With the line containing "Tag the pale" as the first line and the last line of the records as the final one, reproduce that range exactly.

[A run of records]
++++++

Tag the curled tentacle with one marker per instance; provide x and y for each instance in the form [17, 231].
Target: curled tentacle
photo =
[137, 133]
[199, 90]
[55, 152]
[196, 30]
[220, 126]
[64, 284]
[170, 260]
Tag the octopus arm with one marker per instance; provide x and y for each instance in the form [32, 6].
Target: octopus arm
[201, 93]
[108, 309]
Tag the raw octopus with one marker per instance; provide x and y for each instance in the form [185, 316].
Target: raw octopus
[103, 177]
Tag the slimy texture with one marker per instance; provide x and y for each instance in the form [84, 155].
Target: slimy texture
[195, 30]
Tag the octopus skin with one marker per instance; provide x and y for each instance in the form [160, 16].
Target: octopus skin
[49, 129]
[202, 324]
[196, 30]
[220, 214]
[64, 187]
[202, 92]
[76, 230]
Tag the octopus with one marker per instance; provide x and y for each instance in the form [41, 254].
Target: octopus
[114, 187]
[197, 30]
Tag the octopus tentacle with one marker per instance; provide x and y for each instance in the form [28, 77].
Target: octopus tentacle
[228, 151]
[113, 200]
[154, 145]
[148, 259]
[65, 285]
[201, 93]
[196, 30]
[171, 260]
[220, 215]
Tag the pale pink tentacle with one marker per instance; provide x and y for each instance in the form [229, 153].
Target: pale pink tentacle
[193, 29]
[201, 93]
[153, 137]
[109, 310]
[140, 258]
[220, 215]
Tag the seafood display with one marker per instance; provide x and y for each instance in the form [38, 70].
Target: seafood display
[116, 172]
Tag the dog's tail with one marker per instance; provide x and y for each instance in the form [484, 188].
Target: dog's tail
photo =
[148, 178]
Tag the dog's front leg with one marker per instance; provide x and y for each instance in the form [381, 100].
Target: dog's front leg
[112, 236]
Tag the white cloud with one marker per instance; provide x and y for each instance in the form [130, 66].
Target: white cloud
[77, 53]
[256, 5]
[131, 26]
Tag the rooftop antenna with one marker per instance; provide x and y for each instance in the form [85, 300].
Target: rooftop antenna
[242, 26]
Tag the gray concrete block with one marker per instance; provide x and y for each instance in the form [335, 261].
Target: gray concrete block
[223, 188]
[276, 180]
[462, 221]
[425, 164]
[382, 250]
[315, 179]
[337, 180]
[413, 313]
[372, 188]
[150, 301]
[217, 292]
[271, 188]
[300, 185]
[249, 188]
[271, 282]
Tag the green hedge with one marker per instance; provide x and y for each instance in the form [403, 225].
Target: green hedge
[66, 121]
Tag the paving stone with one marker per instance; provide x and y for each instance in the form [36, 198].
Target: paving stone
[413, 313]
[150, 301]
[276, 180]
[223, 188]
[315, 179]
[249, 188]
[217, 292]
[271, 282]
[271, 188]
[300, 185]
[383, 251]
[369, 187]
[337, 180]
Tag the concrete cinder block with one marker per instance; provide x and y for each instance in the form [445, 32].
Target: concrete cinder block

++++++

● ANSWER TO THIS TASK
Tag the pale pink tentacle with one marker per instance; provide x and y for each instance in the form [229, 153].
Target: pale pink tentacle
[193, 29]
[201, 93]
[153, 137]
[109, 310]
[140, 258]
[220, 215]
Tag the seafood display with one marker per instance; provide x and y for each instance in the form [38, 70].
Target: seafood display
[116, 172]
Tag the dog's tail with one marker per instance; provide x and y for each instance in the form [484, 188].
Target: dog's tail
photo =
[148, 178]
Tag the dog's front leg with one marker per instance; provide x and y for each instance in the form [381, 100].
Target: dog's front leg
[112, 236]
Tag the white cloud with one marker per instance; provide x and y for each instance in the form [130, 66].
Target: white cloud
[77, 53]
[256, 5]
[131, 26]
Tag the rooftop antenna with one marker per instance; provide x and y for each instance in the form [85, 300].
Target: rooftop antenna
[242, 26]
Tag the gray concrete block with one marker per instance; provide x and y for each instance in the form [335, 261].
Target: gray concrete block
[223, 188]
[276, 180]
[462, 221]
[425, 164]
[382, 250]
[315, 179]
[337, 180]
[413, 313]
[372, 188]
[150, 301]
[217, 292]
[271, 188]
[300, 185]
[249, 188]
[271, 282]
Tag the green hedge with one marker per instance; provide x and y for each instance in the form [403, 225].
Target: green hedge
[66, 121]
Tag the paving stone with one marker per instance; provide x and y for each instance in the form [36, 198].
Target: paving stone
[413, 313]
[150, 301]
[276, 180]
[223, 188]
[315, 179]
[249, 188]
[217, 292]
[271, 282]
[271, 188]
[300, 185]
[383, 251]
[369, 187]
[337, 180]
Tag the concrete cinder block with one marker per instance; provide x and y for each instance in the form [445, 32].
Target: concrete cinder block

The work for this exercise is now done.